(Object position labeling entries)
***

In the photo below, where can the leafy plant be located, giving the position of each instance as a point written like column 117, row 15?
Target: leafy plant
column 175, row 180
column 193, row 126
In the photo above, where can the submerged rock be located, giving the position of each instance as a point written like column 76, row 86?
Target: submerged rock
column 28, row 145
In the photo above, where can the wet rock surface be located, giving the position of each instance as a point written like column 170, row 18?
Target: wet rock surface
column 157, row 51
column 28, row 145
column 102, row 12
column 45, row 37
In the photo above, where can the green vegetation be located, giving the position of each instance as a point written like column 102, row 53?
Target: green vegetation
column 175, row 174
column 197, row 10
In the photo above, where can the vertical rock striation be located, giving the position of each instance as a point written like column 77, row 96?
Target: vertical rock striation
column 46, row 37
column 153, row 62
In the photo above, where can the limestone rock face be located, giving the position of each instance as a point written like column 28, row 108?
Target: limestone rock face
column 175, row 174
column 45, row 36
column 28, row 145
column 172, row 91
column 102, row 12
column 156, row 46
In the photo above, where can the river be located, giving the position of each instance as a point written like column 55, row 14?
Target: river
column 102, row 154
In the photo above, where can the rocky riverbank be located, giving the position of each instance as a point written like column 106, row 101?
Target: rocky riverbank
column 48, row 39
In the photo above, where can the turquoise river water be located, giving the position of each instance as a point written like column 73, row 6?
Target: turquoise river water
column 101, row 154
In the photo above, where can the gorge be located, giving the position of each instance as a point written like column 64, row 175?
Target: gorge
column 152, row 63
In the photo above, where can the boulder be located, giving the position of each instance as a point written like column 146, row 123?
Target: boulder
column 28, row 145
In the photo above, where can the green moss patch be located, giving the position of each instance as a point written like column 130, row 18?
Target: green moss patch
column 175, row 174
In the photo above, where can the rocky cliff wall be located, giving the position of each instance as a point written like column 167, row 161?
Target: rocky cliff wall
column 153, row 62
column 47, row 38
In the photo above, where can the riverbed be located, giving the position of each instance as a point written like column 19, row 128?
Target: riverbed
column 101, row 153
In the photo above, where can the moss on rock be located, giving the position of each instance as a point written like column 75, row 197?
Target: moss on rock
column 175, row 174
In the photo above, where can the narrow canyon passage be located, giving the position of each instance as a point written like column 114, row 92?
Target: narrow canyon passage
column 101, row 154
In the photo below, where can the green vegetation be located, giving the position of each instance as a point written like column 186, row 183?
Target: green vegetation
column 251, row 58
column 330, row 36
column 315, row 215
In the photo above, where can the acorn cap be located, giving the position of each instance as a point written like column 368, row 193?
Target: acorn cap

***

■ STATED EXERCISE ■
Rewrite the listing above with every "located" changed to "found" and nothing else altered.

■ WRITTEN ANSWER ■
In the photo below, where can the leafy plant be found, giving the position of each instance as a point written like column 117, row 15?
Target: leafy plant
column 175, row 180
column 193, row 126
In the photo above, where can the submerged rock be found, giving the position of each instance as a point written like column 76, row 86?
Target: submerged rock
column 28, row 145
In the photo above, where can the wet rock surface be found, giving the position of each instance as a point written like column 170, row 18?
Target: wet rock surface
column 157, row 51
column 28, row 145
column 102, row 12
column 45, row 37
In the photo above, where can the green vegetation be found, giving the position of each instance as a point written like column 102, row 53?
Target: green vegetation
column 175, row 174
column 197, row 10
In the photo above, where can the vertical rock striation be found, giving the position of each instance as a point written like column 77, row 96?
Target: vertical rock striation
column 46, row 37
column 153, row 62
In the photo above, where can the limestone rock face be found, giving the position of each instance as a point written like column 28, row 108?
Target: limestone rock face
column 175, row 174
column 45, row 36
column 28, row 145
column 172, row 91
column 102, row 12
column 156, row 46
In the photo above, where can the river be found, giving the position of each instance as a point written like column 55, row 14?
Target: river
column 102, row 154
In the photo above, where can the rocky riverbank be found, giving the position of each instance as a point written like column 106, row 101?
Target: rocky riverbank
column 48, row 39
In the photo above, where can the turquoise river water be found, giving the position of each instance as a point written like column 73, row 6?
Target: turquoise river water
column 101, row 154
In the photo above, where can the gorge be found, giving the position of each instance as a point written like column 64, row 175?
Target: gorge
column 152, row 63
In the photo above, where can the boulder be found, giving the position of each instance as a point written like column 146, row 123?
Target: boulder
column 28, row 145
In the photo above, where can the green moss patch be found, giving the position of each instance as a point written like column 130, row 18?
Target: green moss patch
column 175, row 174
In the photo above, where can the rocky cliff wall be found, giving the position of each instance as a point written like column 167, row 161?
Target: rocky cliff wall
column 153, row 62
column 47, row 38
In the photo above, where can the riverbed be found, giving the position of each instance as a point written like column 19, row 128?
Target: riverbed
column 101, row 153
In the photo above, where can the moss on rock be found, giving the position of each instance as a point written like column 75, row 197?
Target: moss on rock
column 175, row 174
In the photo above, where can the narrow canyon passage be found, giving the position of each instance as a point written like column 114, row 92?
Target: narrow canyon passage
column 101, row 154
In the photo below, where can the green vegetation be found, giving the position of each instance as a point written like column 186, row 183?
Target: green vegetation
column 251, row 58
column 330, row 36
column 315, row 215
In the photo above, where can the acorn cap be found, giving the position of each instance as a point written like column 368, row 193?
Target: acorn cap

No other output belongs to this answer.